## Problem to solve
Each entry below is to be extracted exactly.

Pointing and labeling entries
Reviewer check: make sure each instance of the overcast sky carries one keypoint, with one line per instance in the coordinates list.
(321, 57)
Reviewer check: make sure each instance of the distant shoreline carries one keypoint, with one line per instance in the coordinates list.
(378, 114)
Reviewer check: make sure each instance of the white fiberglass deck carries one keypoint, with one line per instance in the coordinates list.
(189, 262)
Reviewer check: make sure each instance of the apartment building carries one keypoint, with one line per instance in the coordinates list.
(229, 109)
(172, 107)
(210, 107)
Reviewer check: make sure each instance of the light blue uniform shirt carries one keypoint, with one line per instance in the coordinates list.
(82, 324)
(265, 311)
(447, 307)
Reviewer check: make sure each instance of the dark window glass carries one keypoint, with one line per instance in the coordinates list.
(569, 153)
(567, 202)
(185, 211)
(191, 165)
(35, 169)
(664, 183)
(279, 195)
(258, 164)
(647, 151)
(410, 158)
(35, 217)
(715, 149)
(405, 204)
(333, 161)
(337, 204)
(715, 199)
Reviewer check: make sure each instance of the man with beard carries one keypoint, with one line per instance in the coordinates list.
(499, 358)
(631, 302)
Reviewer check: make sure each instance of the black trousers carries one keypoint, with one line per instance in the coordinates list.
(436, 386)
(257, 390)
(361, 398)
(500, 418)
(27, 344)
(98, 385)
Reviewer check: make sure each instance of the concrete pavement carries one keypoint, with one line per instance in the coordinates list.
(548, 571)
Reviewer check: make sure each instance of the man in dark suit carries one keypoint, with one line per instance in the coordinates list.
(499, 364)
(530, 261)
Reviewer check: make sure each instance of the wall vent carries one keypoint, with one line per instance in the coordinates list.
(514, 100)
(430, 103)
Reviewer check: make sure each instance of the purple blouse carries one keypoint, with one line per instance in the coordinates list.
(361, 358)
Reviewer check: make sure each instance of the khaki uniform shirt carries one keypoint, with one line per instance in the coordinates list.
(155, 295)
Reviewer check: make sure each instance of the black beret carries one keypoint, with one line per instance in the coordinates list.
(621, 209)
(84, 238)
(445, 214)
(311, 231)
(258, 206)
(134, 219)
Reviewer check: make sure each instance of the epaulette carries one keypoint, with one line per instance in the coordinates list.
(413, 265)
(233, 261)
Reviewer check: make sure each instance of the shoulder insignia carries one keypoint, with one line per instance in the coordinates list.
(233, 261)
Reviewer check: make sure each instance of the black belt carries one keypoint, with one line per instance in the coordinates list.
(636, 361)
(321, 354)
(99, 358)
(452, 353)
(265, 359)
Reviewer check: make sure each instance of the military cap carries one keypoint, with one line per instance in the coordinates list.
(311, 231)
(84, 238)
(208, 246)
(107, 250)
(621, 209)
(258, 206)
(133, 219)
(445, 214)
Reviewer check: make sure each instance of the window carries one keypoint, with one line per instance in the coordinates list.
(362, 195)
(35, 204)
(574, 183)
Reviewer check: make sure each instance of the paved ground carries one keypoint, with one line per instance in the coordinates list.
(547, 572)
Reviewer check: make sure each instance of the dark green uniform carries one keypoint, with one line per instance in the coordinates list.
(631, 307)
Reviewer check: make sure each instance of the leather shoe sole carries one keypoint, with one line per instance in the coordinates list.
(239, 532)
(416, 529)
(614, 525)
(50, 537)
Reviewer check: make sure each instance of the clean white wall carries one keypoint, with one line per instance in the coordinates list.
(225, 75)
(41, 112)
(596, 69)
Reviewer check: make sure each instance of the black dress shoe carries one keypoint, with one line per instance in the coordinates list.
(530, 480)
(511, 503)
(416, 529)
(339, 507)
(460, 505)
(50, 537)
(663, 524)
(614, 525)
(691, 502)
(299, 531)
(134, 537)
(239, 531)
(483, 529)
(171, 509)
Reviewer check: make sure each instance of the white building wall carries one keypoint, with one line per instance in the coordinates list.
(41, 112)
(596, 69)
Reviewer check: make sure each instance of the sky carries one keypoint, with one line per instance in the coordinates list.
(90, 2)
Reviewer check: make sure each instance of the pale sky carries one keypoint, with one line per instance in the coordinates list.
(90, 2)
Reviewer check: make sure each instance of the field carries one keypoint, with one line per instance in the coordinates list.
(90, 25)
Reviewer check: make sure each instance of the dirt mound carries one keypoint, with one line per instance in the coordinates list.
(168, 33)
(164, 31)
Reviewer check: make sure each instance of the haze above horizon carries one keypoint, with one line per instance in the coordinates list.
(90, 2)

## Task output
Reviewer check: make sure each instance of the overcast sky carries one keypoint, with one line per instance in the coordinates list.
(321, 57)
Reviewer check: make sure each instance of the distant shoreline carries one keypoint, with one line per instance in the coordinates list.
(378, 114)
Reviewer check: make sure each instance of the white fiberglass deck carries one keypoint, with one line per instance in the coordinates list.
(189, 262)
Reviewer check: make sure each instance of the apartment building carries one keypoint, with one line per instance in the coordinates list.
(229, 109)
(172, 107)
(210, 107)
Reviewer check: make sure each instance of the light blue uniform shirt carries one keypoint, with one line per instance in the coordinates list.
(82, 324)
(265, 311)
(447, 307)
Reviewer check: make sure each instance of the dark window glass carries one keypoint, with one line per instance in the coordinates list.
(569, 153)
(567, 202)
(185, 211)
(191, 165)
(35, 169)
(664, 183)
(279, 195)
(258, 164)
(647, 151)
(410, 158)
(35, 217)
(715, 149)
(405, 204)
(333, 161)
(337, 204)
(715, 199)
Reviewer check: make sure each instance of the man with beard carries one keypoint, with one line per instance in the coordinates list.
(499, 358)
(631, 302)
Reviewer check: make sure each instance of the black trousers carries one keypoint, with one line per instance in the coordinates list.
(436, 386)
(257, 390)
(361, 398)
(500, 418)
(27, 344)
(98, 385)
Reviewer check: make sure each instance of the concrete pavement carries one keypoint, with one line per instance in the coordinates list.
(548, 571)
Reviewer check: make sure each instance of the man in dark suit carries one keypoint, with one line per instance in the coordinates list.
(499, 364)
(530, 261)
Reviewer check: make sure each instance of the wall vent carries one keypoint, with one line per instance in the coordinates list.
(514, 100)
(430, 103)
Reviewer check: make sure each instance of the purple blouse carries one keypoint, with one line per instance in the coordinates list.
(361, 358)
Reviewer check: make sure each instance of the khaki uniform shirt carries one keypoint, with one line per instance in the coordinates list.
(155, 295)
Reviewer check: make sure each instance of the black beret carries one keypoint, with one line per instance in the coordinates list.
(621, 209)
(84, 238)
(445, 214)
(311, 231)
(258, 206)
(134, 219)
Reviewer check: make sure each instance of the epaulette carries one keypoint, with one line per instance in the coordinates list.
(413, 265)
(233, 261)
Reviewer check: make sure each instance of the shoulder insignia carries one keypoint, with one line per instance in the coordinates list.
(233, 261)
Reviewer check: make sure each instance of the black belt carries one keypoint, with one line per instance in the coordinates list.
(636, 361)
(321, 354)
(99, 358)
(452, 353)
(265, 359)
Reviewer check: make sure each instance of the military cap carries one keypoint, with one line per instance in the coordinates list.
(311, 231)
(84, 238)
(208, 246)
(107, 250)
(621, 209)
(258, 206)
(133, 219)
(445, 214)
Reviewer check: make sure each instance of the window carries one keypoint, with one line per instance in the coordinates list.
(362, 195)
(35, 204)
(574, 183)
Reviewer check: make sure each instance of the paved ground carries one keypoint, with one line per instance in the coordinates list.
(547, 572)
Reviewer check: make sure each instance of the dark green uniform carries one keypoint, with one line per instance in the coordinates list.
(631, 307)
Reviewer check: make sure each instance of the leather shoe sole carries one keypoint, with one line per instance in the coordinates list.
(239, 532)
(416, 529)
(614, 525)
(50, 537)
Reviewer check: make sure each instance of the clean white wall carries one keypoint, with one line per instance in the coordinates list.
(225, 75)
(41, 112)
(596, 69)
Reviewer check: make sure each instance of the black dress shoe carries one keypoint, with one line per instance in the coordinates list.
(530, 480)
(511, 503)
(416, 529)
(339, 507)
(460, 505)
(50, 537)
(663, 524)
(614, 525)
(691, 502)
(299, 531)
(134, 537)
(239, 531)
(483, 529)
(171, 509)
Reviewer check: make sure each instance of the white building wall carries one keypoint, with one line per instance in the coordinates list.
(41, 112)
(596, 69)
Reviewer check: make sure each instance of the sky carries one keypoint, with one line per instance in the coordinates list.
(90, 2)
Reviewer check: make sure each instance of the pale sky carries one keypoint, with one line per instance in the coordinates list.
(90, 2)
Reviewer check: make sure each instance of the field carries one keypoint, with one line per instance in the coordinates list.
(90, 25)
Reviewer check: make sure each instance of the dirt mound carries one keypoint, with one line per instance in the coordinates list.
(168, 33)
(164, 31)
Reviewer check: make sure each instance of the haze above horizon carries one keypoint, with one line per instance in the coordinates list.
(90, 2)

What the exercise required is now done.